◆ **AIM**
Arrange every line of the records below as a numbered list, omitting blank lines and leaving out the pictures.

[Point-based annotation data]
= = = = =

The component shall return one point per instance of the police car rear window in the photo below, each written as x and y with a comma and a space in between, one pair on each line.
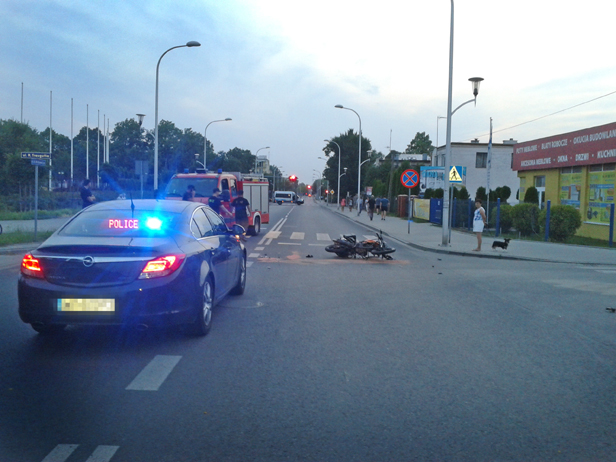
122, 223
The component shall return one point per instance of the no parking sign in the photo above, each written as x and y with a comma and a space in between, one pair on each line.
409, 178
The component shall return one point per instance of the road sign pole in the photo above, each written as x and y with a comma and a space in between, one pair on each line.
35, 200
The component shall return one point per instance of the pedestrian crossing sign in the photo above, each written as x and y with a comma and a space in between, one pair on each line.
454, 175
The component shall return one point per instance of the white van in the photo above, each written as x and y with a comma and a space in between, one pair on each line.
285, 196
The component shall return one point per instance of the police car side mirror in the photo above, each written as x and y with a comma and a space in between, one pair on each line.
238, 230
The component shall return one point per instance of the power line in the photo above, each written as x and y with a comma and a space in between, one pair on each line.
549, 115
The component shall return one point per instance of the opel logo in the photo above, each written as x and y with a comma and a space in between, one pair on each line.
88, 261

= = = = =

◆ **EXPECTED OUTPUT**
1. The component shall return one point per instance of the police car rear window in the photo below, each written as x and y with a comma and a space in between, one pair on each line.
2. 122, 223
3. The component shall return one point per instance of the no parking sign in the photo above, each written as x and y with a comma and a space in between, one pair on each line.
4. 409, 178
5. The component shall return one point per instance of the road sign pole in the photo above, each written as x and y with a comma and a space in between, one pair on each line.
6. 35, 200
7. The component shall return one point per instance of the pedestrian crossing sign in the photo above, each written as x and y with a comma and a space in between, one pair on each line.
8. 454, 175
9. The component shall return one point per instance of the white van in the photo above, each written as x and y with a comma and a space in between, one pair on each line.
10. 285, 196
11. The component shall return one point per instance of the police car side mirror in the photo above, each written as x and y with a comma and a space in between, one pair on each line.
12. 238, 230
13. The component shall return one point per instance of the power line in the photo above, each written as x and y with a comma and a space in between, one pair on each line.
14. 549, 115
15. The component shall return one point per instance of the opel logo in the photo above, each written as x and y with a comma and a space in between, one pair on each line.
16. 88, 261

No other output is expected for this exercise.